* [Stored items]
★ ★ ★

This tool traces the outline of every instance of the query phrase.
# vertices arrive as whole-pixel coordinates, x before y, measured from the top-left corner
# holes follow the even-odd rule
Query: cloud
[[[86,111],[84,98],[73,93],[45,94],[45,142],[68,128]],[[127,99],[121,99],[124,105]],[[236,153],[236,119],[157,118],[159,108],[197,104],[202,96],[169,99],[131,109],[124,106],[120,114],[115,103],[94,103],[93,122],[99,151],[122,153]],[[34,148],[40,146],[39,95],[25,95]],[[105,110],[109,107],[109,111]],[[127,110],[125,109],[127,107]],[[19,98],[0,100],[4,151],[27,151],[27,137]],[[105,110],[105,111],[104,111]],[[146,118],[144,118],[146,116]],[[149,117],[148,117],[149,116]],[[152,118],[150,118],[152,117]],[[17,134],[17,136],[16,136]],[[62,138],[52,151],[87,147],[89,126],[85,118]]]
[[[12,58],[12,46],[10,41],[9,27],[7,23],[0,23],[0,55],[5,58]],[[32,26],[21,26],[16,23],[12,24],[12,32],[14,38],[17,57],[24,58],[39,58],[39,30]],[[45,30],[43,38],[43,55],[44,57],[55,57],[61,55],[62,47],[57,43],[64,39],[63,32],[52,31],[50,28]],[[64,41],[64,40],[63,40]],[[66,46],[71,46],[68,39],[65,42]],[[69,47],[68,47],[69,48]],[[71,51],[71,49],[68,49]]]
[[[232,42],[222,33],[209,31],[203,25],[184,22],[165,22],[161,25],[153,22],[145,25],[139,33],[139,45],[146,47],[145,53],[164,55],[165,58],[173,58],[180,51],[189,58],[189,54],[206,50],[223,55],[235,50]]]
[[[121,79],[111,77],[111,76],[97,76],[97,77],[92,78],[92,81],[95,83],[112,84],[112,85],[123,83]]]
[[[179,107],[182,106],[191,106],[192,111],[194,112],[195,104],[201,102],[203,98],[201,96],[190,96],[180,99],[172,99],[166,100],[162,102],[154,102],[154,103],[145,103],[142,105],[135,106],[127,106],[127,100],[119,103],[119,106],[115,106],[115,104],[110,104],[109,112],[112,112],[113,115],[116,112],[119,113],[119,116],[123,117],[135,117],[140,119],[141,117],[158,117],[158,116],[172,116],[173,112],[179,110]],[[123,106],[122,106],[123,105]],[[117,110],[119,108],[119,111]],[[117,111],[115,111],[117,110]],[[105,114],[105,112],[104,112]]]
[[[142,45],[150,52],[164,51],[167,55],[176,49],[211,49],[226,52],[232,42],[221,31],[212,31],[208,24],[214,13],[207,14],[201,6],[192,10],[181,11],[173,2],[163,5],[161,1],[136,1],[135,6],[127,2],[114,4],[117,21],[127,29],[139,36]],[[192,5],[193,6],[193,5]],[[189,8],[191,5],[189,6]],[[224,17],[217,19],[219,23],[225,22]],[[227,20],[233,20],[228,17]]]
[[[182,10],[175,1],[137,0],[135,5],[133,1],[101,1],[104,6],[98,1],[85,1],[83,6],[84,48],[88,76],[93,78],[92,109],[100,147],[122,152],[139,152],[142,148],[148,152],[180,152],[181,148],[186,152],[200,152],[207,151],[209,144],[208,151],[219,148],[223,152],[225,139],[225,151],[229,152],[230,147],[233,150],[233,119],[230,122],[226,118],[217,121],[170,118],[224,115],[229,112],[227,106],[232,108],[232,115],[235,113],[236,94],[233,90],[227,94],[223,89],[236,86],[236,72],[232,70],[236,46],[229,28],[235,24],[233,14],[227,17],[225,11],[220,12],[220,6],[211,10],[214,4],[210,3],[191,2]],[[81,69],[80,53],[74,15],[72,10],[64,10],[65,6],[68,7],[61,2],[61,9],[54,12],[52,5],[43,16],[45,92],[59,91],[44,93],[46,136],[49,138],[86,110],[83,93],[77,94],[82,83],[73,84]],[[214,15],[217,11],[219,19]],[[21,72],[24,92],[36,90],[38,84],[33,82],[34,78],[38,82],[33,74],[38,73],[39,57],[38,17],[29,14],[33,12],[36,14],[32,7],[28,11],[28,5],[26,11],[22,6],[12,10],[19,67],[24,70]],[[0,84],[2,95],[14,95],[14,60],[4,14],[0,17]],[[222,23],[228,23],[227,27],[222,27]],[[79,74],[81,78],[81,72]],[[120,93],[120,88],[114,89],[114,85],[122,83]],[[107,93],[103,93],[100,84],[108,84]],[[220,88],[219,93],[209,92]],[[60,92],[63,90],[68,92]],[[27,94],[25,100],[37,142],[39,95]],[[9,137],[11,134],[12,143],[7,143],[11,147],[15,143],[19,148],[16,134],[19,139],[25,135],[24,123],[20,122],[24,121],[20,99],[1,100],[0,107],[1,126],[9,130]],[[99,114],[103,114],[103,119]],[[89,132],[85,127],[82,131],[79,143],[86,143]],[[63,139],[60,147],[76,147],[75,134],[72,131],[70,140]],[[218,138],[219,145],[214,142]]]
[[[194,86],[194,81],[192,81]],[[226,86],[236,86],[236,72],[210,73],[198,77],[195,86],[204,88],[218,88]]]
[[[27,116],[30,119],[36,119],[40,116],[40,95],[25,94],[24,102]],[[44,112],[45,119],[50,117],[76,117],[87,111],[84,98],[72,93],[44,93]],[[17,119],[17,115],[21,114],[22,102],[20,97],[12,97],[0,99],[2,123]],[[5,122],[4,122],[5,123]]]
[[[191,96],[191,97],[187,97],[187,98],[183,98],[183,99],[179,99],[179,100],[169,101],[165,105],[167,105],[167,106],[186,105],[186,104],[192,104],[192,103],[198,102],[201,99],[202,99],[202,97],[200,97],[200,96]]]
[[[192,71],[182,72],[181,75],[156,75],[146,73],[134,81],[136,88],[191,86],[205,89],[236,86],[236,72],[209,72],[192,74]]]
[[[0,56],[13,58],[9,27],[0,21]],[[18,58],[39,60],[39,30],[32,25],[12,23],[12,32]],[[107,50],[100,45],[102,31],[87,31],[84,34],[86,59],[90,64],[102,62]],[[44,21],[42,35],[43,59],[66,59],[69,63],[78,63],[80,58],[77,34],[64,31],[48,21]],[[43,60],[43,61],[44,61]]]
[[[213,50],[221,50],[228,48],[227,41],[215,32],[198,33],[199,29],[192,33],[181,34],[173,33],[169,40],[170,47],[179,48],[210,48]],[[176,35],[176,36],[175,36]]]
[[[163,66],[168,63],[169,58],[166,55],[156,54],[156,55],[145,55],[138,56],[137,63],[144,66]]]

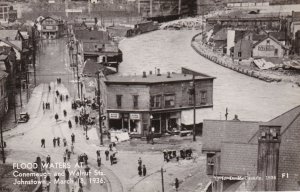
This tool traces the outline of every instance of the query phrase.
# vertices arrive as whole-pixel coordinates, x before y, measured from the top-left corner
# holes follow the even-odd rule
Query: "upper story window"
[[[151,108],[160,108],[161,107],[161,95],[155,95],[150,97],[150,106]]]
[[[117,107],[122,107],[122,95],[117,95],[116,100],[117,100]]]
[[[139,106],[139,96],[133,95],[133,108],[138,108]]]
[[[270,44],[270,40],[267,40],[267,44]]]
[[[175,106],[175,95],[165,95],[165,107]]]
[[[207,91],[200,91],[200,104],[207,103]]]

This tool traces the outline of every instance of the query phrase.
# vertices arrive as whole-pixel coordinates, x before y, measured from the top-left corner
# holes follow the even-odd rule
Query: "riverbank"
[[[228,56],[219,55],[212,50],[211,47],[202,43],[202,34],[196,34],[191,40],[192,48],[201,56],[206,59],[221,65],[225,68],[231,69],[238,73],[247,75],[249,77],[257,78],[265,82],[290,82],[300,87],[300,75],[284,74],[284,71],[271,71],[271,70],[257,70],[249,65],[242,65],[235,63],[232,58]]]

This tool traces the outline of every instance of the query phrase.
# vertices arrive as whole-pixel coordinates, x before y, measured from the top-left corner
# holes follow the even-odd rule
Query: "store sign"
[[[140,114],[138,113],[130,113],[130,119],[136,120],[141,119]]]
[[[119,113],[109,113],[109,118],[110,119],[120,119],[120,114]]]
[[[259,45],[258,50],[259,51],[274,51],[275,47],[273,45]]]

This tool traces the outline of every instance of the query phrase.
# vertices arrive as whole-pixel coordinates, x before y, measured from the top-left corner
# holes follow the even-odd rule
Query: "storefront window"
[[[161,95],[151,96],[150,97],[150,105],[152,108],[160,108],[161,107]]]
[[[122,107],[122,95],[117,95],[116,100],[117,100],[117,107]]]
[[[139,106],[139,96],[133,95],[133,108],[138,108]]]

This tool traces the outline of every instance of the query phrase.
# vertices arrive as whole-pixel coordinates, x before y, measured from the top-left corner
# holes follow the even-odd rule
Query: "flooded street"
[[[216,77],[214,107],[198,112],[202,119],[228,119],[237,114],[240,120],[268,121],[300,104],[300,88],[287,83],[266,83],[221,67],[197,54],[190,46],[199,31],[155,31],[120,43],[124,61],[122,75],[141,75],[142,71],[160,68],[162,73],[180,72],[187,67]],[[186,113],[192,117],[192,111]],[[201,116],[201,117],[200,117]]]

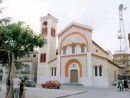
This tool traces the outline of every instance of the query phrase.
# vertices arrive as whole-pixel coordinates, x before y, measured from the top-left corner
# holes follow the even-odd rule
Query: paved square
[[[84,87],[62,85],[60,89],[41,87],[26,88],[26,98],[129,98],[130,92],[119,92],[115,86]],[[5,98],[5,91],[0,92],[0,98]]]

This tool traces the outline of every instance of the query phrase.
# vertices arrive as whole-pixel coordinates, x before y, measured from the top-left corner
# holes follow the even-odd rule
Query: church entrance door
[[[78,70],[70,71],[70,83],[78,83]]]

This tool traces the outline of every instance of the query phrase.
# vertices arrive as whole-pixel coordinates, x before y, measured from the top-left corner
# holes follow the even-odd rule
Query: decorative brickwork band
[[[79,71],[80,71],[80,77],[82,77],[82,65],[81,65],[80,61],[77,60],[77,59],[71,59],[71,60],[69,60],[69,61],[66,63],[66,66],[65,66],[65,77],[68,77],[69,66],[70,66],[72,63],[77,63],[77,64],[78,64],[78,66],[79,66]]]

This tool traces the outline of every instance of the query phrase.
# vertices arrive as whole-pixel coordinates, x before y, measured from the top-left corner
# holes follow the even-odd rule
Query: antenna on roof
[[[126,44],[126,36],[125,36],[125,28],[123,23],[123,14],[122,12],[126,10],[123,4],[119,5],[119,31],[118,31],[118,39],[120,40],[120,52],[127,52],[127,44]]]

★ ★ ★

* [WORK REQUIRED]
Please return only the lines from the one that contains "Query: paved square" through the final line of the entries, each exactly as written.

* [ANSWER TO THIS PROBLEM]
Query: paved square
[[[84,87],[62,85],[60,89],[41,87],[26,88],[26,98],[129,98],[130,92],[119,92],[115,86]],[[5,98],[5,91],[0,92],[0,98]]]

This tool traces the outline of every instance of the query phrase.
# vertices arrive as whole-pixel coordinates, x before y, measured from the top-left corner
# holes follow the even-odd rule
Query: church entrance door
[[[78,70],[70,71],[70,83],[78,83]]]

This tool traces the outline of every instance of the query phrase.
# vertices arrive as whole-pixel coordinates, x before y, measured from the top-left corner
# holes follow the even-odd rule
Query: decorative brickwork band
[[[79,71],[80,71],[80,77],[82,77],[82,65],[81,65],[80,61],[77,60],[77,59],[71,59],[71,60],[69,60],[69,61],[66,63],[66,66],[65,66],[65,77],[68,77],[69,66],[70,66],[72,63],[77,63],[77,64],[78,64],[78,66],[79,66]]]

This tool traces the outline of every instance of the query phrase.
# vertices arrive as whole-pixel coordinates, x before y, measured from the top-left corner
# holes follow the even-odd rule
Query: antenna on roof
[[[126,44],[126,36],[125,36],[125,28],[123,23],[123,14],[122,12],[126,10],[123,4],[119,5],[119,31],[118,31],[118,39],[120,40],[120,52],[127,52],[127,44]]]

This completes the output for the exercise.